» **Tujuan Tugas**: Lanjutkan berita tentang penahanan dua wartawan di Tembilahan, dimulai setelah kalimat terakhirnya.

» **Dokumen Sumber**:
————————

Tembilahan – Suaraindonesia1, Penanganan kasus dugaan pemerasan dan penipuan yang menjerat dua rekan wartawan di Tembilahan terus menuai sorotan publik. Polemik muncul terkait apakah tindakan yang dilakukan wartawan tersebut tergolong pemerasan dan penipuan atau sekadar transaksi profesional antara kedua pihak, antara dedengkot pungli bernama Saruji dengan kedua wartawan itu. Terlebih, fakta lapangan menyebutkan adanya kesepakatan antara pihak pelapor, Saruji, dengan wartawan Mely dan Indra terkait publikasi berita berbayar tanpa unsur paksaan.
Meski jelas-jelas tidak terlihat unsur paksaan dan tipu-menipu dalam perkara itu, kedua wartawan tersebut tetap ditahan oleh pihak Polres Inhil. Penahanan ini menuai beragam reaksi, terutama dari rekan-rekan media yang mempertanyakan kesesuaian kasus tersebut dengan nota kesepahaman (MoU) antara Kapolri dan Dewan Pers, yang mengatur penanganan perkara wartawan dalam masalah pemberitaan. Berbagai pihak menyebut ini sebagai kriminalisasi terhadap pers, sementara pihak pelapor menganggap kasus ini merupakan pidana murni.
Advokat Maryanto, S.H. sebagai pengacara Saruji, yang merupakan Kepala SMPN 1 Tembilahan Hulu, mengatakan dirinya mendukung langkah Polres Inhil sebagai langkah yang sudah sesuai prosedur. Hal ini mendapat respon dari Advokat Andang Yudiantoro, S.H., M.H., pengacara yang mewakili salah satu wartawan dalam kasus kriminalisasi wartawan itu.
Pengacara senior Indragiri Hilir ini mengatakan bahwa komentar Maryanto hanya normatif belaka. Semestinya, kata Adang, Maryanto harus lebih fokus kepada alasan pelaporan oleh kliennya, Saruji, daripada ikut mengomentari tindakan aparat kepolisian.
“Pernyataan Maryanto itu normatif menurut saya, tidak ada yang luar biasa. Malah terkesan aneh karena dia adalah pengacara kepala sekolah (Saruji - red), bukan pihak kepolisian. Cukuplah Humas Polres atau Kasat Reskrim yang menjelaskan soal penegakan hukum di Polres,” ujar Andang yang direspon tawa beberapa wartawan yang tengah berbincang santai dengannya, Sabtu, 26 Oktober 2024.
Andang menambahkan bahwa seharusnya Maryanto cukup menjelaskan alasan pelaporan kliennya beserta bukti dugaan pemerasan dan penipuan sesuai koridor hukum. “Jangan sok mau jadi pahlawan pihak kepolisian, karena polisi sudah punya mekanisme penjelasan sendiri," tambahnya.

————————

[Daftar Data]
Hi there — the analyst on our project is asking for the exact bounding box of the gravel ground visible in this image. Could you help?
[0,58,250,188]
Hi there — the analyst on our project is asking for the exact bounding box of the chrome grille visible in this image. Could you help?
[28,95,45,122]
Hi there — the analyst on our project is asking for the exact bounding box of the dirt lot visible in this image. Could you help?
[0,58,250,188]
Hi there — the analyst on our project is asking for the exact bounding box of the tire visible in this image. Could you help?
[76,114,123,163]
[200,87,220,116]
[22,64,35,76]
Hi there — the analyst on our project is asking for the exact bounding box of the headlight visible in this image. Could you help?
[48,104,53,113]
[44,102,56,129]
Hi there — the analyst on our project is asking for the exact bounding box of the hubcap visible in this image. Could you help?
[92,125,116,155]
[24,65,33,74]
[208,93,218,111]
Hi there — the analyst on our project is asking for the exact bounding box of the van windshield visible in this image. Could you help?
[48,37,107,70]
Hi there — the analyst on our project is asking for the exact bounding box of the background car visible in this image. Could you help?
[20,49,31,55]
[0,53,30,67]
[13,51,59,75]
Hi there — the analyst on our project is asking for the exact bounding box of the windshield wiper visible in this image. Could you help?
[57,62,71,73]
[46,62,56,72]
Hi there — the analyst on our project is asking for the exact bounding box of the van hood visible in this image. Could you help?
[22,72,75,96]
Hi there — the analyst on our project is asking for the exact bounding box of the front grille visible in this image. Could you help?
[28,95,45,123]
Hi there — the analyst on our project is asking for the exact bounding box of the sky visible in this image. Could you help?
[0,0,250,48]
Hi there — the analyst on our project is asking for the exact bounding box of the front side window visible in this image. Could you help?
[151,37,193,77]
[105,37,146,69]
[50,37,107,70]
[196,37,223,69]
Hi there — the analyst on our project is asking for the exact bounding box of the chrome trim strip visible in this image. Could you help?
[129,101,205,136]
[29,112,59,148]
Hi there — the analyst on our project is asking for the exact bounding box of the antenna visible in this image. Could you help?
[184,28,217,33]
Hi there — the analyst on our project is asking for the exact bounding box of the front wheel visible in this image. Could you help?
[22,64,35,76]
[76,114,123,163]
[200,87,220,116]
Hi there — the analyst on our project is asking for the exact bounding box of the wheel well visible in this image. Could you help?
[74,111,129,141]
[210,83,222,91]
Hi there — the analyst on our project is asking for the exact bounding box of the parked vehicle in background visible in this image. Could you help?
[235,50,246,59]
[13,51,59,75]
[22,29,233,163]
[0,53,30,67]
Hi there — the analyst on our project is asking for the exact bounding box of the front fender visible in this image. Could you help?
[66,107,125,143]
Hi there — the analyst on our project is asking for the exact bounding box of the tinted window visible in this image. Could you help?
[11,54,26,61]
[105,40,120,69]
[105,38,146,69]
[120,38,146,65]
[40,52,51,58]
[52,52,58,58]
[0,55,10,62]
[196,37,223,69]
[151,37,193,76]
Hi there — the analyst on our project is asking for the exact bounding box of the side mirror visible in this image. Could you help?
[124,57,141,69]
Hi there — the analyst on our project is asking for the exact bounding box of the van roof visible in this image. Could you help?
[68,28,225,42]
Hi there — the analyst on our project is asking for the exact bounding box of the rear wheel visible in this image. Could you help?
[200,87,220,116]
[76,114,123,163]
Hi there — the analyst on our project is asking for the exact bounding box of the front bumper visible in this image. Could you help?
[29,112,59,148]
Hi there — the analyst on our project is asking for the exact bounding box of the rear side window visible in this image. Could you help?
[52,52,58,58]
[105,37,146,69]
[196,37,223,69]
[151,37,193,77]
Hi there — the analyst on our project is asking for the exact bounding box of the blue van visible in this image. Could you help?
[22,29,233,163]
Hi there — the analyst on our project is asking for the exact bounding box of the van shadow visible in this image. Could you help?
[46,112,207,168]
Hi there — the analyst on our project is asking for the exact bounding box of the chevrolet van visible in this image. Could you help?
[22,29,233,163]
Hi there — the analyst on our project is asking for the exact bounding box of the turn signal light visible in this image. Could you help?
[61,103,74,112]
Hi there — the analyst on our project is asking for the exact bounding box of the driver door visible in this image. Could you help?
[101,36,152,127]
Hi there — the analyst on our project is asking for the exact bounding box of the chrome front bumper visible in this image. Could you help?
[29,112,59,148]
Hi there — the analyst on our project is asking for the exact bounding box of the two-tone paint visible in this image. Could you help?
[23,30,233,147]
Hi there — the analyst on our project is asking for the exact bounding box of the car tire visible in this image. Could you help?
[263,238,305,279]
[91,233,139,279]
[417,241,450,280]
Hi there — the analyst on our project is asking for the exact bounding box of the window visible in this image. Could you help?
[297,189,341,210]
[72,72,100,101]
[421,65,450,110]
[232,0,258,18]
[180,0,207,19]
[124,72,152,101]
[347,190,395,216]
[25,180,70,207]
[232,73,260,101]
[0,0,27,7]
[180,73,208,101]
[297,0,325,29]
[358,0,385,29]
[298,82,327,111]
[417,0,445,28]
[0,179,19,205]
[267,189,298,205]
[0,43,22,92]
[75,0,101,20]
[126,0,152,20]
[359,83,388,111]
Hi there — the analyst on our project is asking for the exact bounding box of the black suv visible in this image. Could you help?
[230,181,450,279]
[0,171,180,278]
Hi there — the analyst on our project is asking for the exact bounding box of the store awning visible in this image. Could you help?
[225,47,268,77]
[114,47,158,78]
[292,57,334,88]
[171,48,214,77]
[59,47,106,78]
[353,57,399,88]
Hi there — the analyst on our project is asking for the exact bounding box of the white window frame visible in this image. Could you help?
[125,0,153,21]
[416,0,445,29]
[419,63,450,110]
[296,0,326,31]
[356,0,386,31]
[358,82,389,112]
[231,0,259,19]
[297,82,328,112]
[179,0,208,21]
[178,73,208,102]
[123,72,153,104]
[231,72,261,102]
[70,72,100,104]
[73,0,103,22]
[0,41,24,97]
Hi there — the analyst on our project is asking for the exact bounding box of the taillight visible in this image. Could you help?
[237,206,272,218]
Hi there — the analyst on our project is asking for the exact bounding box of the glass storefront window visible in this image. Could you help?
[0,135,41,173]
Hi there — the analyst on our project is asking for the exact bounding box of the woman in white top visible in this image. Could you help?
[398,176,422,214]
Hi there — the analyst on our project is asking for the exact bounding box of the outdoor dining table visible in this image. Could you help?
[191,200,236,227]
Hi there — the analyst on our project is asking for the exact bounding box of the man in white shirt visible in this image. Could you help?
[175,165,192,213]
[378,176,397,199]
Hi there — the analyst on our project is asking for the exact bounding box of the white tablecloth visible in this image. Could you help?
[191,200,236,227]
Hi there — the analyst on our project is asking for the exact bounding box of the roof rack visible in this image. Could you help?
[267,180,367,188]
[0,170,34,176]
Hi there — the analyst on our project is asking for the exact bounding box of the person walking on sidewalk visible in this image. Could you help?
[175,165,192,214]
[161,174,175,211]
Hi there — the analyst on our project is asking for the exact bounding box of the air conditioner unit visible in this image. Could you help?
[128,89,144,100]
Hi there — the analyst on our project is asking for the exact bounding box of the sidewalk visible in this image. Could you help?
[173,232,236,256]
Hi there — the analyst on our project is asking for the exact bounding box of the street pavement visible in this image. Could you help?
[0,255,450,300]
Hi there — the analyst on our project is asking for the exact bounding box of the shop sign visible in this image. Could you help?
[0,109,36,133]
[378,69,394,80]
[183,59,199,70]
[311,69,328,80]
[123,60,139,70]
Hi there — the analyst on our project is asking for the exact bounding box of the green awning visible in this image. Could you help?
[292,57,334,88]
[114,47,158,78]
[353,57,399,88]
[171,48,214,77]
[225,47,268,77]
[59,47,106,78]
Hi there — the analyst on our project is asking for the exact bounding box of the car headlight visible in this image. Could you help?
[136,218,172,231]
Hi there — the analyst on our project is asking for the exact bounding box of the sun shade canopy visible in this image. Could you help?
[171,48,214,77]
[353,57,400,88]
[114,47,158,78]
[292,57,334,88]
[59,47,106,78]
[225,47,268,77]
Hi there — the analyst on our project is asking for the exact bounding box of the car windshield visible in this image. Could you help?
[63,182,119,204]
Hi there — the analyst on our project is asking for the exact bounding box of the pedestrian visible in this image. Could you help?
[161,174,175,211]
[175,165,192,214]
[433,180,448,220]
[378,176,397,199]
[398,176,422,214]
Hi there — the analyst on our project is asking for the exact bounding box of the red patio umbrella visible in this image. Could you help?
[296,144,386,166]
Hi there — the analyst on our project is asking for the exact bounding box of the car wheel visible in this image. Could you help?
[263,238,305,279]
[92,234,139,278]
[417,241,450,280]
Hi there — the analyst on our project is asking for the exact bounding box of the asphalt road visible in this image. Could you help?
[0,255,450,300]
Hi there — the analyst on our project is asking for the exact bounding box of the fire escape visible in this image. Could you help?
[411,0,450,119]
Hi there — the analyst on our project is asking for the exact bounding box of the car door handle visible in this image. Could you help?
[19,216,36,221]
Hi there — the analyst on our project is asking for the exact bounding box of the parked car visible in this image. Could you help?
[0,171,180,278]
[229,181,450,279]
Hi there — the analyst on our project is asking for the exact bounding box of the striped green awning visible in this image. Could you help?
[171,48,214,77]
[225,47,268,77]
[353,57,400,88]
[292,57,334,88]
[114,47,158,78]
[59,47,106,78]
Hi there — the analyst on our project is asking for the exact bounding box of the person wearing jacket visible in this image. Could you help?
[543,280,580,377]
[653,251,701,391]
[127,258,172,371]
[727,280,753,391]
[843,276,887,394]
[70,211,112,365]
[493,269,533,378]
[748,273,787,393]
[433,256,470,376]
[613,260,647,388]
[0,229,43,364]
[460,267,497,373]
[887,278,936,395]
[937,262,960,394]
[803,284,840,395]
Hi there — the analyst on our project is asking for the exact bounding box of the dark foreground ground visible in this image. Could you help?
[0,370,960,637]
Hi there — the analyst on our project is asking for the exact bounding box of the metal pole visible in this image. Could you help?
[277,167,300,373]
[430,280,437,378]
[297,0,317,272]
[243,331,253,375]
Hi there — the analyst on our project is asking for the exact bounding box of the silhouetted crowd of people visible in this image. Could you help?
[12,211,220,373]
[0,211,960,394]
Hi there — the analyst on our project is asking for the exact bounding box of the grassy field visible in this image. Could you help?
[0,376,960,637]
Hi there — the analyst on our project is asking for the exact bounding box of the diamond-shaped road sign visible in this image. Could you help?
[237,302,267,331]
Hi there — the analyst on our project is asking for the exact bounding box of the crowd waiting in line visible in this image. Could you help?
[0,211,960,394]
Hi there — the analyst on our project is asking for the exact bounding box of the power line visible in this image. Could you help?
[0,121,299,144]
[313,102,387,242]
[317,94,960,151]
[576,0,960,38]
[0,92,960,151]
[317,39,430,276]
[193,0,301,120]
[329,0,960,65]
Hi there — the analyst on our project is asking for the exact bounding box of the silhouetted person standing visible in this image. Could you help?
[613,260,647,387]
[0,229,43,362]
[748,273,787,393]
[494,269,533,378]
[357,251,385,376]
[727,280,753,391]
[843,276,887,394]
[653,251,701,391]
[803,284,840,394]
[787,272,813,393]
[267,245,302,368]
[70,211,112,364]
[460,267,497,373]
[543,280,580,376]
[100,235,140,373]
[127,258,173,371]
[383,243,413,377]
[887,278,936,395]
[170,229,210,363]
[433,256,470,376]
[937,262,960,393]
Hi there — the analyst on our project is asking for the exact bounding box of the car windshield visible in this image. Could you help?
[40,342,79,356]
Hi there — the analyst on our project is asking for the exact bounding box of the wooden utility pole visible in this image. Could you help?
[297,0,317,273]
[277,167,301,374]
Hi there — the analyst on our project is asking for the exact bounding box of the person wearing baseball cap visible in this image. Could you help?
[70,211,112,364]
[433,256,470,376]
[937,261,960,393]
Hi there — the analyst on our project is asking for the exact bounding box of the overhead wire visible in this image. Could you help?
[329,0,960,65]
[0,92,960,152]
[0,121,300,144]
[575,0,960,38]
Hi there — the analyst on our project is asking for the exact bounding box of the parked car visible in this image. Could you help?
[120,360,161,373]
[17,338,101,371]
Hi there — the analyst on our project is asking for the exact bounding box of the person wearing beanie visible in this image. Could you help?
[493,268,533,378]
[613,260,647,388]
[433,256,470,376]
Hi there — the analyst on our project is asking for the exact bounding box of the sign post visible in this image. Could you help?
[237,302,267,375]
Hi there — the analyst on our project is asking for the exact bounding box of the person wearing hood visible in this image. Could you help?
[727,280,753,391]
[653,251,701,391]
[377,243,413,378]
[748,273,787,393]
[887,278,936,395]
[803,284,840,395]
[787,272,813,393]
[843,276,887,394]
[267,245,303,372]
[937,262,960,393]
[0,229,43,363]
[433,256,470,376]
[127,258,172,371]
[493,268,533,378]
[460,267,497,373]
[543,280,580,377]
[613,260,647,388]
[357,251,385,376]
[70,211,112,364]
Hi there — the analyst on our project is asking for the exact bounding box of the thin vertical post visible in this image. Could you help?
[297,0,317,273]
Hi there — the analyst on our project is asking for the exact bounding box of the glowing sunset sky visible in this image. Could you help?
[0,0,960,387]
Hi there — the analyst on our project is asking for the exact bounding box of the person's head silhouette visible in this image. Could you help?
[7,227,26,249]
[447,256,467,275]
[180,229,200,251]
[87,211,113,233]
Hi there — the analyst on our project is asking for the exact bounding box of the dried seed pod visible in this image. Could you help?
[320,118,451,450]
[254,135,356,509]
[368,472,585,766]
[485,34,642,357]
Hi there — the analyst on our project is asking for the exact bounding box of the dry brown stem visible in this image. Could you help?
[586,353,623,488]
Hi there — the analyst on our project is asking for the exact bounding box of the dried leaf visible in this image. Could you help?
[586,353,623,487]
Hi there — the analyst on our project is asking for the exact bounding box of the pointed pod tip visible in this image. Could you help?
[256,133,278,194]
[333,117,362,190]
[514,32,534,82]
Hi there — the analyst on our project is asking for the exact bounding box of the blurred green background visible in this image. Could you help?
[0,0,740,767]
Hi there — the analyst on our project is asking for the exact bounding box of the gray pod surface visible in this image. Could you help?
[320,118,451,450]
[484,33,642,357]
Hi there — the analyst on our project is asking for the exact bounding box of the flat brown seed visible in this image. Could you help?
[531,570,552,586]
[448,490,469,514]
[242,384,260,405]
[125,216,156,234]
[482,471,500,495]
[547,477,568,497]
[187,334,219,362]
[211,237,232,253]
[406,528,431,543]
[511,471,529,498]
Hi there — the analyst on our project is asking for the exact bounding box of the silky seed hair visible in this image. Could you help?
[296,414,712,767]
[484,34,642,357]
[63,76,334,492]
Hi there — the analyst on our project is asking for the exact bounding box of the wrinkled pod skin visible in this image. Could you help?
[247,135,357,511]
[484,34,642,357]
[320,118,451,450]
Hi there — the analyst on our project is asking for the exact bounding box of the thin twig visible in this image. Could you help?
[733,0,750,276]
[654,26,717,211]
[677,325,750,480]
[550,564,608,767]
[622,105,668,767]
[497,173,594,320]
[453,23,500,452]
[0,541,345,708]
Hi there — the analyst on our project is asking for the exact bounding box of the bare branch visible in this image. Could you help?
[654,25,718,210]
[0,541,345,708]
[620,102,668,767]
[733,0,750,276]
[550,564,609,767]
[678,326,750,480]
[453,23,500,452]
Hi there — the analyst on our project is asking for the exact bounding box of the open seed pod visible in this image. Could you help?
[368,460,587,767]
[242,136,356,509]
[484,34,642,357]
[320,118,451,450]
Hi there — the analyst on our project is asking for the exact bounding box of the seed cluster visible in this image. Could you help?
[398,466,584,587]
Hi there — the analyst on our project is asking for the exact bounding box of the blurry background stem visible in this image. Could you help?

————————

» **Jawaban**:
Ketika ditanya apakah pernyataan Maryanto bermotif pencitraan, Andang berkomentar bahwa Maryanto justru terlihat seperti ingin menjadi pahlawan bagi polisi. "Ini istilahnya seperti ‘angkat telur’, terkesan Maryanto lebih ingin membela polisi daripada kliennya sendiri," pungkasnya sambil tertawa sinis.
Kasus ini masih menjadi perhatian publik di Tembilahan, khususnya di kalangan media. Rasa penasaran akan fakta hukum yang melatarbelakangi penahanan wartawan tersebut terus berlanjut, menunggu proses hukum yang akan menetapkan kebenaran dari kedua belah pihak.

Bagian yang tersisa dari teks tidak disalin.